━━ Passage provided

If a post-closure permit is required, the permit shall address applicable Rule
R315-264 groundwater monitoring, unsaturated zone monitoring, corrective
action, and post-closure care requirements. The denial of a permit for the
active life of a hazardous waste management facility or unit does not affect
the requirement to get a post-closure permit under Section
R315-270-1.
(1) Specific inclusions. Owners and operators
of certain facilities require hazardous waste permits as well as permits under
other programs for certain aspects of the facility operation. Hazardous waste
permits are required for the following:
(i)
Injection wells that dispose of hazardous waste, and associated surface
facilities that treat, store or dispose of hazardous waste. However, the owner
and operator with a Utah or federal UIC permit, shall be considered to have a
"permit by rule" for the injection well itself if they comply with the
requirements of Subsection
R315-270-60(b).
(ii) Treatment, storage, or disposal of
hazardous waste at facilities requiring a National Pollutant Discharge
Elimination System (NPDES) permit. However, the owner and operator of a
publicly owned treatment works receiving hazardous waste shall be considered to
have a "permit by rule" for that waste if they comply with the requirements of
Subsection R315-270-60(c).
(2) Specific exclusions and exemptions. The
following are not required to get a hazardous waste permit.

━━━━

Task brief:
Repeat word for word the part of the hazardous waste permit rule between "(ii) Treatment, storage, or" and "Subsection R315-270-60(c).", inclusive.

━━ Data rows

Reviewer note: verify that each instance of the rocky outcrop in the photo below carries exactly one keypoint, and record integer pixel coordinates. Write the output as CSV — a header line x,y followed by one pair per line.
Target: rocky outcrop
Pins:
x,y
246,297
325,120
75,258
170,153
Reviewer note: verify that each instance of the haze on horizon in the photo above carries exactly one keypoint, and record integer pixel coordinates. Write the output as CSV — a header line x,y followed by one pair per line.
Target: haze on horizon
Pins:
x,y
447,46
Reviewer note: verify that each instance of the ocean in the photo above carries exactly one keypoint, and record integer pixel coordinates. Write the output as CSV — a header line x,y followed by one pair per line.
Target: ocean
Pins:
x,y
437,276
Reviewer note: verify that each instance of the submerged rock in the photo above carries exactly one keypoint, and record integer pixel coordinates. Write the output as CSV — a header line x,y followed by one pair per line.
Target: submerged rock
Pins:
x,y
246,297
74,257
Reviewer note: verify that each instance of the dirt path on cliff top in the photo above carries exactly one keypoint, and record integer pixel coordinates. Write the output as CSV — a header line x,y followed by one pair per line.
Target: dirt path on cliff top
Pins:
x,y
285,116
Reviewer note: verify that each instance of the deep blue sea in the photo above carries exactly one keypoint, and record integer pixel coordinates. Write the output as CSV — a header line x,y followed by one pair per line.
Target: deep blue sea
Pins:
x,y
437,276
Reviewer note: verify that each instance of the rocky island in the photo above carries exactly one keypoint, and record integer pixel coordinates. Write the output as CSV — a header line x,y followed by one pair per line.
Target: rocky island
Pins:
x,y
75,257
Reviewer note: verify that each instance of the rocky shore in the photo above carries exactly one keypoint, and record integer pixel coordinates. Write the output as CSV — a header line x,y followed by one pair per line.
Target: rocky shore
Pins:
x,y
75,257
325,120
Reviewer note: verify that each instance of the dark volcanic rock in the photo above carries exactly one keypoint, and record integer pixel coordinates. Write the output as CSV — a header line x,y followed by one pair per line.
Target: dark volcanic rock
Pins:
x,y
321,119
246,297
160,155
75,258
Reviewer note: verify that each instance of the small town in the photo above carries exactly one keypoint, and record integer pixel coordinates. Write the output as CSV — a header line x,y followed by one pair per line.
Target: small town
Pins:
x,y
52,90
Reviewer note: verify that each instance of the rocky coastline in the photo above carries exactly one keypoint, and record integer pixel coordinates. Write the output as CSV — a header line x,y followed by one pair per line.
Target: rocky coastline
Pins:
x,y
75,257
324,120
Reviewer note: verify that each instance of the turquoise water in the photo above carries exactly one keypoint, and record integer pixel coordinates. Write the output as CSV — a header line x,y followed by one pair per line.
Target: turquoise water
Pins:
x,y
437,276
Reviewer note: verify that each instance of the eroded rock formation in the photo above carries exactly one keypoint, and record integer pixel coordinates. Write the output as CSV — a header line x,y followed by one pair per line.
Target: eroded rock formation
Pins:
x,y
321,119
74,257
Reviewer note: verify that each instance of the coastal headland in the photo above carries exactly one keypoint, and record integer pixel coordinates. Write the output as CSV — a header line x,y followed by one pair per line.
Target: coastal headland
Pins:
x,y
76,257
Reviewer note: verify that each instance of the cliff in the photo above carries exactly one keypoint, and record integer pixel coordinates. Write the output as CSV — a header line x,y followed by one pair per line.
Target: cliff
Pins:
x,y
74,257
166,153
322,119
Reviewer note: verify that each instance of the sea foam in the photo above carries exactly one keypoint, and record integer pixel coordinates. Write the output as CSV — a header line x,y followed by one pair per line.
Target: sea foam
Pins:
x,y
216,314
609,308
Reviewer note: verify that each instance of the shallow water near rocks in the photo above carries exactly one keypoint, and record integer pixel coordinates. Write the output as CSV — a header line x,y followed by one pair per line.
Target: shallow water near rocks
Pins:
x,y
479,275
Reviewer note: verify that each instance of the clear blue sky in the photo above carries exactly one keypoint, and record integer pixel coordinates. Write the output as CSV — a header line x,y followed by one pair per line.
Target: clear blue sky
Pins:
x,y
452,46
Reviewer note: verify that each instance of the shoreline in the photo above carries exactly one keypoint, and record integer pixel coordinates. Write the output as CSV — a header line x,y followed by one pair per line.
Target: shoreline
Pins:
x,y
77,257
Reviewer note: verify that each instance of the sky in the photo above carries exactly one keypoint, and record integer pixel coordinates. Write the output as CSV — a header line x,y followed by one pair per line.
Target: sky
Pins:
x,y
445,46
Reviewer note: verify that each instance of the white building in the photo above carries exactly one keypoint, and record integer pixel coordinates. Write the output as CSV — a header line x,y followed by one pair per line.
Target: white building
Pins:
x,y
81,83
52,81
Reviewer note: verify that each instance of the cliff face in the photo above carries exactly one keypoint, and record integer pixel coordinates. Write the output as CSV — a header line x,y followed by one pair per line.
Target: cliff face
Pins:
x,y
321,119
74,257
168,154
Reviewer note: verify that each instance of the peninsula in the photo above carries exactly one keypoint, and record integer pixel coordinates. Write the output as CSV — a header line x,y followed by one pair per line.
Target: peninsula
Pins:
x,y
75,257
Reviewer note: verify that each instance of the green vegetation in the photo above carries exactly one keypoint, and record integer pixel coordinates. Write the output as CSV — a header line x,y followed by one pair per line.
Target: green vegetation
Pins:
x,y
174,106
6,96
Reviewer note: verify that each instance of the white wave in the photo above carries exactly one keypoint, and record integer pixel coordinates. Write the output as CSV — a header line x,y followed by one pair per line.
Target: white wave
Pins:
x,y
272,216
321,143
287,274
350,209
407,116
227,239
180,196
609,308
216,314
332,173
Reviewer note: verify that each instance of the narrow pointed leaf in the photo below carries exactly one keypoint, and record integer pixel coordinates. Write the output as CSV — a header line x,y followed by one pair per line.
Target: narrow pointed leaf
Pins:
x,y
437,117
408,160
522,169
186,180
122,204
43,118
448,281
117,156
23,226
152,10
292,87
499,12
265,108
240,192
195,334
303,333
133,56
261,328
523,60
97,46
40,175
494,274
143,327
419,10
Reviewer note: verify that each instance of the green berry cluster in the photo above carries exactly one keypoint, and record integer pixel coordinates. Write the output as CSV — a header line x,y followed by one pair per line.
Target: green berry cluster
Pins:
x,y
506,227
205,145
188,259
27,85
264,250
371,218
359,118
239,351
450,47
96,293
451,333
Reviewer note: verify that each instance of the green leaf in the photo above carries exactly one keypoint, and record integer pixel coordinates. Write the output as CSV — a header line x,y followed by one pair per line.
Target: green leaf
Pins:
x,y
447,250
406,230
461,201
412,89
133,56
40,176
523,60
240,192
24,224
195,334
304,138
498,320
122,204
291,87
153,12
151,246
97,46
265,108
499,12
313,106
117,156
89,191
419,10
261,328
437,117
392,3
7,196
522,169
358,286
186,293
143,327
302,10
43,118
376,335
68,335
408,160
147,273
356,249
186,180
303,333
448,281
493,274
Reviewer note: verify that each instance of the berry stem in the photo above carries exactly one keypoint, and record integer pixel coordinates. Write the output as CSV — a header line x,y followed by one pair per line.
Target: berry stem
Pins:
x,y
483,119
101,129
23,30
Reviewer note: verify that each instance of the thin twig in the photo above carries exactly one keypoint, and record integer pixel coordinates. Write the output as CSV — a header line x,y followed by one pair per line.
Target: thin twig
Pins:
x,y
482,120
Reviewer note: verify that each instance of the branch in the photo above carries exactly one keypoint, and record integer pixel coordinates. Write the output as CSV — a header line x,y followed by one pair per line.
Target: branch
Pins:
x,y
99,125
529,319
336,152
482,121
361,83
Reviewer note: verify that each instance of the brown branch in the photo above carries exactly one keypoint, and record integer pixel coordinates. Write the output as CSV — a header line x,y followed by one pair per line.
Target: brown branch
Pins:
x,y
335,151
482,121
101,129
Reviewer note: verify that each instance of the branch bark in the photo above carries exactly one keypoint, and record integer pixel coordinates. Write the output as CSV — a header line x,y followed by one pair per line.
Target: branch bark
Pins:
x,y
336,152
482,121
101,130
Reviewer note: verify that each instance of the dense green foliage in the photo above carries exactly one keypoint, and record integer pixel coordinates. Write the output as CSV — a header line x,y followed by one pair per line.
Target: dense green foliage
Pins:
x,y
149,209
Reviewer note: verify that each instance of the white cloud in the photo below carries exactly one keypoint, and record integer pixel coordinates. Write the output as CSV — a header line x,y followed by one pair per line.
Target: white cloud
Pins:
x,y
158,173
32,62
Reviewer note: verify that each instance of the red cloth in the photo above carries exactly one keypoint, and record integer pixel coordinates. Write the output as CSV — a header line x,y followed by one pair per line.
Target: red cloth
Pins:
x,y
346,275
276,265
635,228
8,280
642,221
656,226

━━━━

Solution:
(ii) Treatment, storage, or disposal of
hazardous waste at facilities requiring a National Pollutant Discharge
Elimination System (NPDES) permit. However, the owner and operator of a
publicly owned treatment works receiving hazardous waste shall be considered to
have a "permit by rule" for that waste if they comply with the requirements of
Subsection R315-270-60(c).